*Excerpt to read:*
***

Spiderman: he can defeat the Green Goblin, but Broadway poses problems

Spider-Man is coming to Broadway, but it seems he is having trouble getting there. There has been much anticipation over the new play, produced by Julie Taymor—who won a Tony award for her production of The Lion King—and with music by Bono and the Edge. However, the number of mishaps and injuries that have surrounded this production are equally as astounding.

Spider-Man: Turn off the Dark plays heavily off of over 40 years of Marvel comics, bringing a new twist on the familiar tale of average Peter Parker turned superhero. The show is packed with aerial stunts and spectacular lighting arrangements that are designed to give the audience a 3-D experience without the glasses. The production also features a classic rock score provided by Bono and the Edge of U2. Many critics and fans alike have called all of the elements spectacular—that is, when they work.

***

[Point localization data]
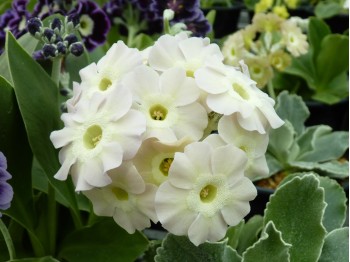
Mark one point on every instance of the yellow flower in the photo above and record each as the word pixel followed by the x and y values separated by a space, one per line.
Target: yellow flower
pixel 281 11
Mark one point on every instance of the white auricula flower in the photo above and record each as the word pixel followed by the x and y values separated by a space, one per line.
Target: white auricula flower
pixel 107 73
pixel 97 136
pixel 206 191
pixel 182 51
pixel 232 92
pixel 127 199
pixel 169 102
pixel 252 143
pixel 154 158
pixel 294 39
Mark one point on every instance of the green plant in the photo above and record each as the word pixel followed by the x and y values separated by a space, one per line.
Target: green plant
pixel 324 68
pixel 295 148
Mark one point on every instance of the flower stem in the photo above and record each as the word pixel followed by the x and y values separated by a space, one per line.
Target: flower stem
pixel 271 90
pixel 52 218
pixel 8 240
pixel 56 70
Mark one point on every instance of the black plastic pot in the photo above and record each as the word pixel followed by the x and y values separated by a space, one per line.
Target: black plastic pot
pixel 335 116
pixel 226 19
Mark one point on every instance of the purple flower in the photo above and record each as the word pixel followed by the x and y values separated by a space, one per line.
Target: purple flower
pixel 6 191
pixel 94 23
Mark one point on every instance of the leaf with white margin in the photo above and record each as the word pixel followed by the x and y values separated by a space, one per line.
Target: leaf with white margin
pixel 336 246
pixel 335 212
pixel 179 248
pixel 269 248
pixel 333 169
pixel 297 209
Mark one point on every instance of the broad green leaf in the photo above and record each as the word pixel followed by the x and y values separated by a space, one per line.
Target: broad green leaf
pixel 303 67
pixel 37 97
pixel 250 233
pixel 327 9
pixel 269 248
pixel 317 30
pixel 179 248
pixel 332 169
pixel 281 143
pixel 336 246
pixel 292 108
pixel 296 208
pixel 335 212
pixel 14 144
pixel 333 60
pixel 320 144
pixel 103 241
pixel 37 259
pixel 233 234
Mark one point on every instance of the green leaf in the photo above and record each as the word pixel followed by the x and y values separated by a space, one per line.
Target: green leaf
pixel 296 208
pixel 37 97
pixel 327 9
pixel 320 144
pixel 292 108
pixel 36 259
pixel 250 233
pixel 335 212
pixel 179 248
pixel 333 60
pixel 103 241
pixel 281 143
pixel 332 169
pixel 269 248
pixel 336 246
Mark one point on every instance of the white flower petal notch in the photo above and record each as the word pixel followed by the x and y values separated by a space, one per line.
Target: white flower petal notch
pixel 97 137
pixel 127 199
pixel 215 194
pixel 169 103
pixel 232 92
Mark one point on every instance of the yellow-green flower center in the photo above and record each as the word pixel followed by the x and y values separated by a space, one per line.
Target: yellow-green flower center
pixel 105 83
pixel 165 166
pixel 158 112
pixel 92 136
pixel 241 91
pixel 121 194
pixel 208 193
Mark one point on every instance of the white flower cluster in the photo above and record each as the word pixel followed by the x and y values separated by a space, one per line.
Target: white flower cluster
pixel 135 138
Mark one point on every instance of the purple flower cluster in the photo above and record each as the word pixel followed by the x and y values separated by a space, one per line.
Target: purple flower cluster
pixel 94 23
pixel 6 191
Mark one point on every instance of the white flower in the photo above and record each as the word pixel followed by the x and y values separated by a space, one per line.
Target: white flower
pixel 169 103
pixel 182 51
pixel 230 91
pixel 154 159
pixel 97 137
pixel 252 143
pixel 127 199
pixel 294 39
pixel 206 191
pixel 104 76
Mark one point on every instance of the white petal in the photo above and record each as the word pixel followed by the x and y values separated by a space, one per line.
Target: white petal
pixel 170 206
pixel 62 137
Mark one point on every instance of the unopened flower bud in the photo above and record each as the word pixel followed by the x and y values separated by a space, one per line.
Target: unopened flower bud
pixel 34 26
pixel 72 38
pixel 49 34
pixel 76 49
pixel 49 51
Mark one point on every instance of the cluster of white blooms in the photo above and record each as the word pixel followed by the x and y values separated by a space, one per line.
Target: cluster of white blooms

***

*Work to complete:*
[a] Say whether each statement below agrees with the article on the Spider-Man musical, answering yes or no and quoting the deciding words: (i) Julie Taymor won a Tony award for The Lion King; (ii) the score of the show is jazz; (iii) the stunts and lighting are meant to give a 3-D experience through special glasses.
[b] Write a continuation of the article on the Spider-Man musical, starting after its final sentence.

*Results in order:*
[a]
(i) Yes: "who won a Tony award for her production of The Lion King."
(ii) No: "The production also features a classic rock score provided by Bono and the Edge of U2."
(iii) No: "designed to give the audience a 3-D experience without the glasses."

[b]
Since the very start of rehearsals, Spider-Man on Broadway has hit snag after snag. In the very first preview show, there were numerous problems with both the lighting and the rigging for the harnesses that suspend actors directly over the audience. One actor was left suspended in the air for eight minutes, and Spider-Man himself even had trouble getting down from his harness. Since then, several injuries and technical difficulties have been reported, but nothing too serious—until one of the preview shows. On December 20, 2010, actor Christopher Tierney—who was the dancer and stuntman for Spider-Man – fell 30 feet towards the end of the show. He was rushed to the hospital and required back surgery. Spider-Man, which was set to open on January 11, 2011, was pushed back to get safety precautions in order.

So far, Spider-Man has proven to be the most expensive show ever produced on Broadway. The writers may even be considering pushing back the debut to February, to allow for re-writes to the script to allow for new dialogue and possibly some more music arrangements.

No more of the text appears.